# DATA TO PROCESS
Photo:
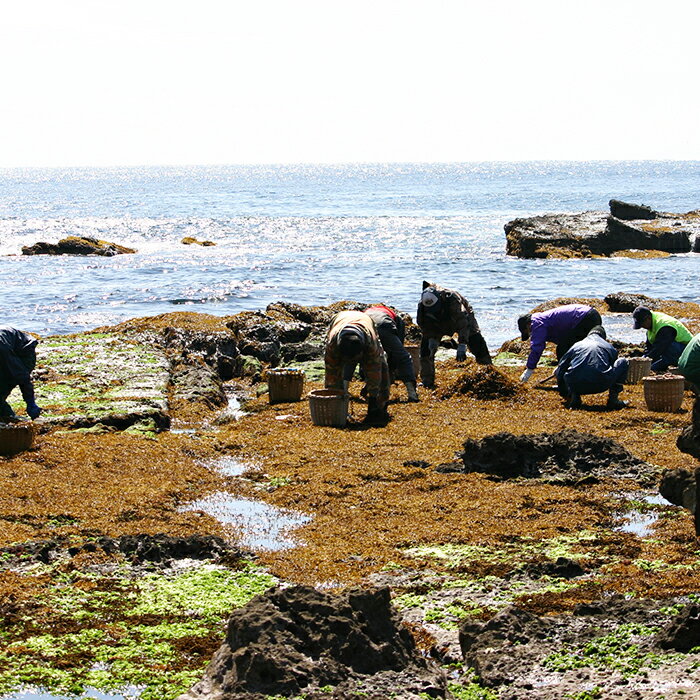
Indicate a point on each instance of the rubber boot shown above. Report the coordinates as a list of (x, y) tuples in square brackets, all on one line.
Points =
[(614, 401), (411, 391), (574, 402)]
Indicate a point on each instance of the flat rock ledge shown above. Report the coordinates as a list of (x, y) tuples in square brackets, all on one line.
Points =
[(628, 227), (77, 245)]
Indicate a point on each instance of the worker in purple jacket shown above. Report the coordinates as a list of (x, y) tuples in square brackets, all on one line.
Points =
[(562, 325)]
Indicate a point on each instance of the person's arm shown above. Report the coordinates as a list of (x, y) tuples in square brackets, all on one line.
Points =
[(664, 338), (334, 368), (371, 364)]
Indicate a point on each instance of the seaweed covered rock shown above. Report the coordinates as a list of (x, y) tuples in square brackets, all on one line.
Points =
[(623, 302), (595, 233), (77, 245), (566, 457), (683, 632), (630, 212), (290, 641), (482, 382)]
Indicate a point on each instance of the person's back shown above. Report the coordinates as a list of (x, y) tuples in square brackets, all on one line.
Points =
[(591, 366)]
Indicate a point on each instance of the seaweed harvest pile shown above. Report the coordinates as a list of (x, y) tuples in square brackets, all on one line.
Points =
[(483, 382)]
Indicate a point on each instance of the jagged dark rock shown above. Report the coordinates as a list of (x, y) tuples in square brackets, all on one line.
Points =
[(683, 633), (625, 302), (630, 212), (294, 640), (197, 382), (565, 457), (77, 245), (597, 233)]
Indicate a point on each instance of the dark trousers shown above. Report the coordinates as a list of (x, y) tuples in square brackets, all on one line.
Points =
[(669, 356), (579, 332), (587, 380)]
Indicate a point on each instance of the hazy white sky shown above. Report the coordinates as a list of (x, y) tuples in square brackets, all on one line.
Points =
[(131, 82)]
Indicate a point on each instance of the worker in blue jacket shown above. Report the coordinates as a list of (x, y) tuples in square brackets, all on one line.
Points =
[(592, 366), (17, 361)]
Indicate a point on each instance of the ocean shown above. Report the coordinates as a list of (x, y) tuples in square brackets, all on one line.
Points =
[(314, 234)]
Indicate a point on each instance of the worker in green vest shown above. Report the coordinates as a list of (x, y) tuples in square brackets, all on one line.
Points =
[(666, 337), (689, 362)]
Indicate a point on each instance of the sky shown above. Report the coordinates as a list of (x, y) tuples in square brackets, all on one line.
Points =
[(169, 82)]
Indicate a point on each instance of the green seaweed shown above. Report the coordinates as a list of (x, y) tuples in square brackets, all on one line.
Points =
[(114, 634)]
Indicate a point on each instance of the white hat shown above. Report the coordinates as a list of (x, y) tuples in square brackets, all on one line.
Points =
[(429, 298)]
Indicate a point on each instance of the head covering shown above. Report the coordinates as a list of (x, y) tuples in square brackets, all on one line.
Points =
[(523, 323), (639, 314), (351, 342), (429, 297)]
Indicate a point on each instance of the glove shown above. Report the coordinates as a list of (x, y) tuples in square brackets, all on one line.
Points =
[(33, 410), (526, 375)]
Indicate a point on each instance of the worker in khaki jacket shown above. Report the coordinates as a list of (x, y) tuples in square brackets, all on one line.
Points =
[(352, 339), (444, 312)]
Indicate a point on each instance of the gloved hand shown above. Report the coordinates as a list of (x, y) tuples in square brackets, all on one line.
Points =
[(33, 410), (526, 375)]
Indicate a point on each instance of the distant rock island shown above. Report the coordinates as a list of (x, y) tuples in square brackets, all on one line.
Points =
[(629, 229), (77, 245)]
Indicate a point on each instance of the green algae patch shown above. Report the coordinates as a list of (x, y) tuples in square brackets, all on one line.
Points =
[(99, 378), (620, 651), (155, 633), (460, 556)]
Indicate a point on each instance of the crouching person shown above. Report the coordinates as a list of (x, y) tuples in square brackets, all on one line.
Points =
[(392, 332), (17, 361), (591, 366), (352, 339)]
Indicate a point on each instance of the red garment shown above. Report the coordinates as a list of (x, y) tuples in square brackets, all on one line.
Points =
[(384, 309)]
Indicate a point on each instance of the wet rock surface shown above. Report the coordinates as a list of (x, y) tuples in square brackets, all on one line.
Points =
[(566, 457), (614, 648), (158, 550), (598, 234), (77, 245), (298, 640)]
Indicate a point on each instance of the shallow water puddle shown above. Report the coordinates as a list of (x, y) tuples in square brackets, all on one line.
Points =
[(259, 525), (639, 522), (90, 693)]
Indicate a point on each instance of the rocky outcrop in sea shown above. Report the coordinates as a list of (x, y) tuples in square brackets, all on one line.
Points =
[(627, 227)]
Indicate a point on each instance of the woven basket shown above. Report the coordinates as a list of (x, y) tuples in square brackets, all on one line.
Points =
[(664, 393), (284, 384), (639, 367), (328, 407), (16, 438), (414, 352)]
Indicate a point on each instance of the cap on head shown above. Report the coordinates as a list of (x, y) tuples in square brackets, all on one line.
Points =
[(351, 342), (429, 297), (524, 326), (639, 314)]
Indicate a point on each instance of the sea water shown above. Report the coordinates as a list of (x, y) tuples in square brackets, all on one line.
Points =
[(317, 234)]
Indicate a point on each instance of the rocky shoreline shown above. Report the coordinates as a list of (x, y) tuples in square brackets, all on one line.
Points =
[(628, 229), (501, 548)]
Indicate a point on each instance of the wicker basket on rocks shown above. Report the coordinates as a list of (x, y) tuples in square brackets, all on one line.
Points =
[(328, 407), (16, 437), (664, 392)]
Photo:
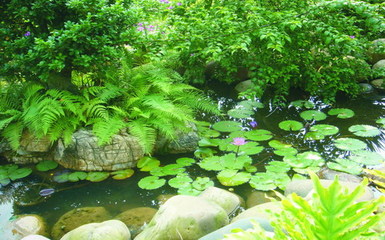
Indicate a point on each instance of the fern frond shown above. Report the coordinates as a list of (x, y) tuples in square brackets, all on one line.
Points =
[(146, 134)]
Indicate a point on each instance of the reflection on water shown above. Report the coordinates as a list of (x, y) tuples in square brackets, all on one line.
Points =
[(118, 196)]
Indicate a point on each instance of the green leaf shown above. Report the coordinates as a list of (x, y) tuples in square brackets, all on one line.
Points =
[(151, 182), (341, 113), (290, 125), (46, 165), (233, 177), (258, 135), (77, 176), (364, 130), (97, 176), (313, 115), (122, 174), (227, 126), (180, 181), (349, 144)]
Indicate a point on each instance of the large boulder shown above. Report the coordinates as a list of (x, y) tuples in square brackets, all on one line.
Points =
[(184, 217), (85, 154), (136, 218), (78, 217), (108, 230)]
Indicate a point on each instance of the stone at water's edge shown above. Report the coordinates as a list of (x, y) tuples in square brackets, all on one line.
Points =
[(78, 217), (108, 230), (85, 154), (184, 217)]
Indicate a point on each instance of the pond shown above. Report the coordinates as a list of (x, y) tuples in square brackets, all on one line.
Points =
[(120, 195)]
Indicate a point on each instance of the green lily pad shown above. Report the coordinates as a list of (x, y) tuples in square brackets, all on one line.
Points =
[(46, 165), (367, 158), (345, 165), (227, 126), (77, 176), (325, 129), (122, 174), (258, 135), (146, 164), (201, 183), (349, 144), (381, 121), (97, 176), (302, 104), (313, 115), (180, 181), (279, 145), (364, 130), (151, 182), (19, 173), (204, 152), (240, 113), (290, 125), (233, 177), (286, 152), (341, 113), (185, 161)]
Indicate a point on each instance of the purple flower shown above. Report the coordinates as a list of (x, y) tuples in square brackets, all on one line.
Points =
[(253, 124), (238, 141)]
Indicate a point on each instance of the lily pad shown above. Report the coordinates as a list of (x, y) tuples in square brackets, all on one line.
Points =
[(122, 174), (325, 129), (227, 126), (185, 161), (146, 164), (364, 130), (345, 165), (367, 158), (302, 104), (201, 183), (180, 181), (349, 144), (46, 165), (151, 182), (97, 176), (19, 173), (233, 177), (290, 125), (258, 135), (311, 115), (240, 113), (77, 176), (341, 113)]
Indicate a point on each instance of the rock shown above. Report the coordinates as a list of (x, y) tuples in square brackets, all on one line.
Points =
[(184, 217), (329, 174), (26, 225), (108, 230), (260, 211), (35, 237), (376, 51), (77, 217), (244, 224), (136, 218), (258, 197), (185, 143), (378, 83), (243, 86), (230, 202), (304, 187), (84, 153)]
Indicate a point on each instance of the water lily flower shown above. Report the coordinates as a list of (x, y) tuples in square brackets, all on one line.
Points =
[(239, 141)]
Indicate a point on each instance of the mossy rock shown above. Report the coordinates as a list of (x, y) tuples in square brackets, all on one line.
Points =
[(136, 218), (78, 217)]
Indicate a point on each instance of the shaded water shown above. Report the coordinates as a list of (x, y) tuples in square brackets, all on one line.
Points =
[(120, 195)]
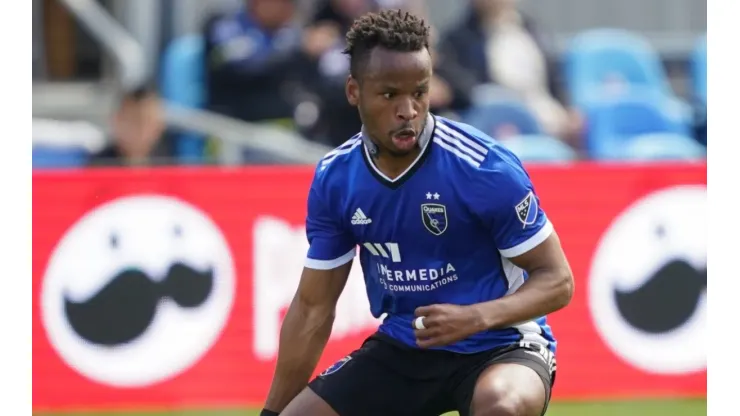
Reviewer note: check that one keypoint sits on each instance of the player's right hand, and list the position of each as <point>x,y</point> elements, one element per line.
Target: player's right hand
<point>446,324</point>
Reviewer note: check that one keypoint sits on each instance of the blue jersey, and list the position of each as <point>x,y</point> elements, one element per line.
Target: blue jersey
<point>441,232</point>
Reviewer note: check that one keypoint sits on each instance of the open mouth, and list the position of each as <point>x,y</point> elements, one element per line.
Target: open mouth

# TO BE DONE
Give back everything from the beginning of the records down to and including the line that contains "[(664, 338), (334, 368), (371, 364)]", word for word and without the pictures.

# TASK RESPONSE
Photo:
Indicate a point on each instance of the rubber boot shown above. Report the coordinates as a list of (x, y) tuples in square brackets, all on one line.
Points =
[(614, 401), (411, 391), (574, 402)]
Indicate a point on each instance of the flat rock ledge shown above. Report the coordinates as a list of (x, y) tuples in square brackets, all on one line.
Points =
[(628, 227), (77, 245)]
Indicate a point on each instance of the worker in purple jacket shown above. Report the coordinates as a list of (x, y) tuples in square brackets, all on one line.
Points =
[(562, 325)]
Indicate a point on each instance of the person's arm shown above. Report the coordinates as a list of (x, y) tuples in square brackets, all on one line.
Points =
[(664, 338), (334, 368), (371, 364)]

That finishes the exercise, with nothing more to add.